■ TÂCHE A:
Résumez plus brièvement le paragraphe du texte sur l'hôpital Razi qui commence par « Razi à cette époque », sans perdre ses faits principaux.
■ TÂCHE B:
Reproduisez à l'identique le passage du texte sur l'hôpital Razi situé entre « Plus tard, professeur » et « de votre travail. », ces deux extrémités comprises.
■ TÂCHE C:
Poursuivez le texte sur l'hôpital Razi à partir de sa dernière phrase.

■ TEXTE À ANALYSER:

····················

Tu n’hésitais pas à venir casser la croûte avec les internes et les résidents. Avec toi on pouvait parler de tout pour autant qu’on sache s’exprimer avec courtoisie.
Razi à cette époque était traversé par deux courants qui s’opposaient avec vigueur, celui de la psychiatrie institutionnelle qu’avait introduite le Pr Seddik Jeddi et celui des neurosciences sur lequel veillaient le Pr Sleim Ammar et son élève émérite, le Pr Saida Douki. Chez Si Haffani, comme tout le monde t’appelait, c’était le camp des non-alignés et il fallait exister, supporter et surtout travailler davantage et demeurer ouvert. Heureusement que Mme le Pr Samia Attia était là pour apporter, avec sa touche féminine et sa gentillesse légendaire, la protection dont les jeunes résidents avaient besoin pour rester neutres.
Plus tard, professeur en psychiatrie et chef de service, cet amour de l’hôpital et du service public devenait pour toi une véritable obsession. Promouvoir l’hôpital Razi, reconstruire ses bâtiments, donner aux patients un lieu de vie où leur dignité est préservée, former des psychiatres de qualité, engagés pour une psychiatrie humaine et efficiente devint le leitmotiv de votre travail.

····················

■ DONNÉES FOURNIES:

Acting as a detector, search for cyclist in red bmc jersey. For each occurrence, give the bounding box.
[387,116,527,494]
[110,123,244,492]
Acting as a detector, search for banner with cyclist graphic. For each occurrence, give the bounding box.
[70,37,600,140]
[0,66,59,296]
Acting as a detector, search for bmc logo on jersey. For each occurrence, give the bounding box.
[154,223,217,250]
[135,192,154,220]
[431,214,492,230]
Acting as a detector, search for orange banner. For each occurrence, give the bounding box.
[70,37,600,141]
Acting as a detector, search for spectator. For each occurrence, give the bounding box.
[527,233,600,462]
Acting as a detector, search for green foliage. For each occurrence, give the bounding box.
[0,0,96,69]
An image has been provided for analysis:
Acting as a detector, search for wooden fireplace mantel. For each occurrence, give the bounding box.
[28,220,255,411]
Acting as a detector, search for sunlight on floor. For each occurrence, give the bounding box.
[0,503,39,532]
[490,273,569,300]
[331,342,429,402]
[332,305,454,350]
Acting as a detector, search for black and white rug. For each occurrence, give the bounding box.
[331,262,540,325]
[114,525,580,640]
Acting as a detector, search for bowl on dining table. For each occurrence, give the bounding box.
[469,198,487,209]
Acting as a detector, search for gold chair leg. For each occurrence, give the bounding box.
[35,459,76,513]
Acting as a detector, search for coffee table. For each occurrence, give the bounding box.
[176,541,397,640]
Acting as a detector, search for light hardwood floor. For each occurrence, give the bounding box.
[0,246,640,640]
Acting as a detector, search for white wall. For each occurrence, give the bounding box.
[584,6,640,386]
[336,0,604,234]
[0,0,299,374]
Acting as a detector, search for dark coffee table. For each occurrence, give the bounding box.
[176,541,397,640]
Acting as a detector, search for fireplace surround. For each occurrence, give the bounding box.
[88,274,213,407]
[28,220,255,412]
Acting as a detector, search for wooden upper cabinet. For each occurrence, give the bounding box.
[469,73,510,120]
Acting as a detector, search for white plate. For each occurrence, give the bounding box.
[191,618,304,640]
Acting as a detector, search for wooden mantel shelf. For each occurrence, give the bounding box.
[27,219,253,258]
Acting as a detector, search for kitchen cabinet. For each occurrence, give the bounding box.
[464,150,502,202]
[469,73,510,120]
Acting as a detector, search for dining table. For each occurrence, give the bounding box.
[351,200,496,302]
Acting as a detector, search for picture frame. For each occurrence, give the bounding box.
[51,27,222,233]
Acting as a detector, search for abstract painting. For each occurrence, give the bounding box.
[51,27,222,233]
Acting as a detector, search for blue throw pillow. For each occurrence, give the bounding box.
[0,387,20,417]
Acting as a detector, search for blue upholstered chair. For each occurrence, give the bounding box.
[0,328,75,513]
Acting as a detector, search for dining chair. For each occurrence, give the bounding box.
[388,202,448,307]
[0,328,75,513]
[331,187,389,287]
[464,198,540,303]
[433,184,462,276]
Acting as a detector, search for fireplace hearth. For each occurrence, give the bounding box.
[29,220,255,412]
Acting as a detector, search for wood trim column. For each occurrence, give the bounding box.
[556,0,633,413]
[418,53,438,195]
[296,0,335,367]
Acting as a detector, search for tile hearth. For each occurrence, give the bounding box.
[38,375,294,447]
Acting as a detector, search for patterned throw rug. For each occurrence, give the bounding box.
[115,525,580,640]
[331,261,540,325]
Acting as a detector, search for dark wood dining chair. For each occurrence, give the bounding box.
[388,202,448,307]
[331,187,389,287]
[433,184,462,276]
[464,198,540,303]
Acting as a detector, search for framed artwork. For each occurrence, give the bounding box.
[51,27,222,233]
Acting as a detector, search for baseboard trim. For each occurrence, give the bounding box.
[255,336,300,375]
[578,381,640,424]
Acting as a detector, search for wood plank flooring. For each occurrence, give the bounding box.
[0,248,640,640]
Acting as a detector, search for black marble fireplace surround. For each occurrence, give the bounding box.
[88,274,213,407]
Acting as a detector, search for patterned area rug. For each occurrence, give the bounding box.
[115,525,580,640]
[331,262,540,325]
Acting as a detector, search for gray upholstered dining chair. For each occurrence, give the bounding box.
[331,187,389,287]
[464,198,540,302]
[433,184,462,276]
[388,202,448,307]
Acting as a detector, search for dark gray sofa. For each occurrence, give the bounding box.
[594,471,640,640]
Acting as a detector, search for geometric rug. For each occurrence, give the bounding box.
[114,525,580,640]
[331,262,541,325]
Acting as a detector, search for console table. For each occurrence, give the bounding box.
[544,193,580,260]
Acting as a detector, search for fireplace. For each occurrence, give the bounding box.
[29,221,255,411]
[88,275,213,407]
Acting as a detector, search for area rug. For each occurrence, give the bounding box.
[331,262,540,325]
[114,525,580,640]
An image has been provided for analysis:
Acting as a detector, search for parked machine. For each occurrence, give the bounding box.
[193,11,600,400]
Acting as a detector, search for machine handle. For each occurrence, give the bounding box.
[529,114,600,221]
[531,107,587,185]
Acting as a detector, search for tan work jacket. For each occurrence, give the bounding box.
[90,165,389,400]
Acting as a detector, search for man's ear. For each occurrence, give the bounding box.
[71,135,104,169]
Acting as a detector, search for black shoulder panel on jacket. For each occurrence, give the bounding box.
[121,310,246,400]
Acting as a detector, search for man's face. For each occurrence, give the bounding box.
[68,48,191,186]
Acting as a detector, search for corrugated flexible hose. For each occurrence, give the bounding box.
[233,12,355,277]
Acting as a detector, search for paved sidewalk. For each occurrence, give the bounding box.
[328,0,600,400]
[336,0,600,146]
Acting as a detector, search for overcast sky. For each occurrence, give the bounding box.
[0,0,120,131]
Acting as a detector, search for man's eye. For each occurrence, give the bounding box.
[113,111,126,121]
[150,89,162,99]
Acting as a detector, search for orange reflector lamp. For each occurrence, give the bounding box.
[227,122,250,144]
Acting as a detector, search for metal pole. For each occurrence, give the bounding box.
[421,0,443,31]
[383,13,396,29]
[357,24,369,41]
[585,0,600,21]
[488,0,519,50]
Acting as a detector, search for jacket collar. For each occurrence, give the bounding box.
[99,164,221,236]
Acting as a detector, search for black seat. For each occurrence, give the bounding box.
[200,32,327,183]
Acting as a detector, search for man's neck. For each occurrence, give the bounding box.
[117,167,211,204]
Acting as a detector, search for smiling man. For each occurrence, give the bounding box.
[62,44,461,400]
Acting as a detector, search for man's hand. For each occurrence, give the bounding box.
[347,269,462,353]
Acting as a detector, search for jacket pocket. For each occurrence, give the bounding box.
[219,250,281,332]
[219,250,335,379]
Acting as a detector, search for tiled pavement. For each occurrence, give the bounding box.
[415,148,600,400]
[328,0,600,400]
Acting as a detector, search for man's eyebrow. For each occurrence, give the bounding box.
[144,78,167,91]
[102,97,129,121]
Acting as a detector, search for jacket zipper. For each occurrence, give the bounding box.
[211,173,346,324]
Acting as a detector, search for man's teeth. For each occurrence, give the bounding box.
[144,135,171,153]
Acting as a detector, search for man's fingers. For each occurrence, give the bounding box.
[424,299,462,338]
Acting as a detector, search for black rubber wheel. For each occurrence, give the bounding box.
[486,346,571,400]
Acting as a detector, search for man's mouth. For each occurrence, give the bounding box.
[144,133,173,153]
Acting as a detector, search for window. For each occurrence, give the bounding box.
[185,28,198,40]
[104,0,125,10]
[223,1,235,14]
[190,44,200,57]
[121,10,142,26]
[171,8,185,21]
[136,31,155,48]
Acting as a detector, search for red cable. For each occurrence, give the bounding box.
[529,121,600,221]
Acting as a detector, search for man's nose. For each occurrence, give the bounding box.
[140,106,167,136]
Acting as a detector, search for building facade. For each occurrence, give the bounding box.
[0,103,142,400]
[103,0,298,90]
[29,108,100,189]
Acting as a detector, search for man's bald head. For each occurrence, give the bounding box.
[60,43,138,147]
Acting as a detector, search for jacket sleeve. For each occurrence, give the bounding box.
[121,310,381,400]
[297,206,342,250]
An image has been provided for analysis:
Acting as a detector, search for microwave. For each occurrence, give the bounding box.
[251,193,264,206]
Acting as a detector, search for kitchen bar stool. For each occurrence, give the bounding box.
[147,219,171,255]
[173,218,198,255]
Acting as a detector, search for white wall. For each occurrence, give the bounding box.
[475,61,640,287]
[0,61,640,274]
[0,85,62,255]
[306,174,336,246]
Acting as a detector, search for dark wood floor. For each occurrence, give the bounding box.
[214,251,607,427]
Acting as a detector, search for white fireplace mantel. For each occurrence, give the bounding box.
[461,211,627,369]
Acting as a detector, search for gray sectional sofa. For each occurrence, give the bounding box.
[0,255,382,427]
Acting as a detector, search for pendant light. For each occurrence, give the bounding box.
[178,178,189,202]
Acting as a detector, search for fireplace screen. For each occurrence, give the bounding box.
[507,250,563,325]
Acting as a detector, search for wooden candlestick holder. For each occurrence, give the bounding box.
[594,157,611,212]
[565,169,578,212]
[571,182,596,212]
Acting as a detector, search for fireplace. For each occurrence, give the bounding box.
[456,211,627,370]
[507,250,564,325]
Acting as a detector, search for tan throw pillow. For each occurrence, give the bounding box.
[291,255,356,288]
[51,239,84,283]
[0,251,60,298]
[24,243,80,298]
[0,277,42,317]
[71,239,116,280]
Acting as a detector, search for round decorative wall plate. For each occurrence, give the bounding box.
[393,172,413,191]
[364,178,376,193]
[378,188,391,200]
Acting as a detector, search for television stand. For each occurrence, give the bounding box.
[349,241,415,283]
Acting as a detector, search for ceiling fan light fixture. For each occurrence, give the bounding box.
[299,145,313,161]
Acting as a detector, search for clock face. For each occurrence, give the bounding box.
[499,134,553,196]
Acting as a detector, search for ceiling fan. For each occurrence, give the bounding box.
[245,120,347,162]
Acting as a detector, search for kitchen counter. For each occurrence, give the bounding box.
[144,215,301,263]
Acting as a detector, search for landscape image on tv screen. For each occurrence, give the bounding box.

····················

■ RÉPONSE ATTENDUE A:
À cette époque, deux courants opposés traversaient Razi. D'un côté, la psychiatrie institutionnelle, introduite par le Pr Seddik Jeddi. De l'autre, les neurosciences, défendues par le Pr Sleim Ammar et son élève émérite, le Pr Saida Douki. Chez Si Haffani se trouvait le camp des non-alignés, où il fallait exister, travailler davantage et rester ouvert. Le Pr Samia Attia, par sa gentillesse légendaire, offrait aux jeunes résidents la protection nécessaire pour rester neutres.

■ RÉPONSE ATTENDUE B:
Plus tard, professeur en psychiatrie et chef de service, cet amour de l’hôpital et du service public devenait pour toi une véritable obsession. Promouvoir l’hôpital Razi, reconstruire ses bâtiments, donner aux patients un lieu de vie où leur dignité est préservée, former des psychiatres de qualité, engagés pour une psychiatrie humaine et efficiente devint le leitmotiv de votre travail.

■ RÉPONSE ATTENDUE C:
Avec le Dr Zied Mhirsi, on te doit le précieux ouvrage sur l’histoire de l’hôpital paru en 2008.
De grands noms de la psychiatrie d’aujourd’hui ont été tes élèves, mis à part ma modeste personne, je peux citer les Docteurs feu Afif Boucetta, feu Lotfi Boughanmi, feu Kamel Khalfallah, Raja Labbane, Hager Karray, Salim Boulila, Skander Boukhari, Zine EL Abidine Ennaifer, Mejda Cheour-Ellouze, Rym Gachem-Attia, Hend Elloumi, Adel Omrani, Ahmed Zghal, Olfa Dakhlaoui et bien d’autres qui échappent à ma mémoire, sans oublier le Pr Rym Ridha qui devint, suite au décès de ta première conjointe, ta femme.
Le staff des entrants, le staff des sortants, la réunion de formation le lundi, le cas clinique du mercredi étaient des moments précieux qui jalonnaient notre semaine et où on pouvait beaucoup apprendre comme on pouvait découvrir des failles à notre savoir et regretter de ne pas avoir mieux préparé sa présentation. Car si tout le monde aimait ton sourire, ton courroux est terrible et il valait mieux ne pas s’y frotter.
Tu avais deux amours en psychiatrie, la psychiatrie légale dont tu as introduit l’enseignement à la faculté de Médecine de Tunis et la sexologie clinique dont tu fus l’un des premiers acteurs en Tunisie.
Avec le Dr Hichem Troudi, encore l’un de tes élèves, tu as publié un livre sur la sexualité des hommes tunisiens en 2005.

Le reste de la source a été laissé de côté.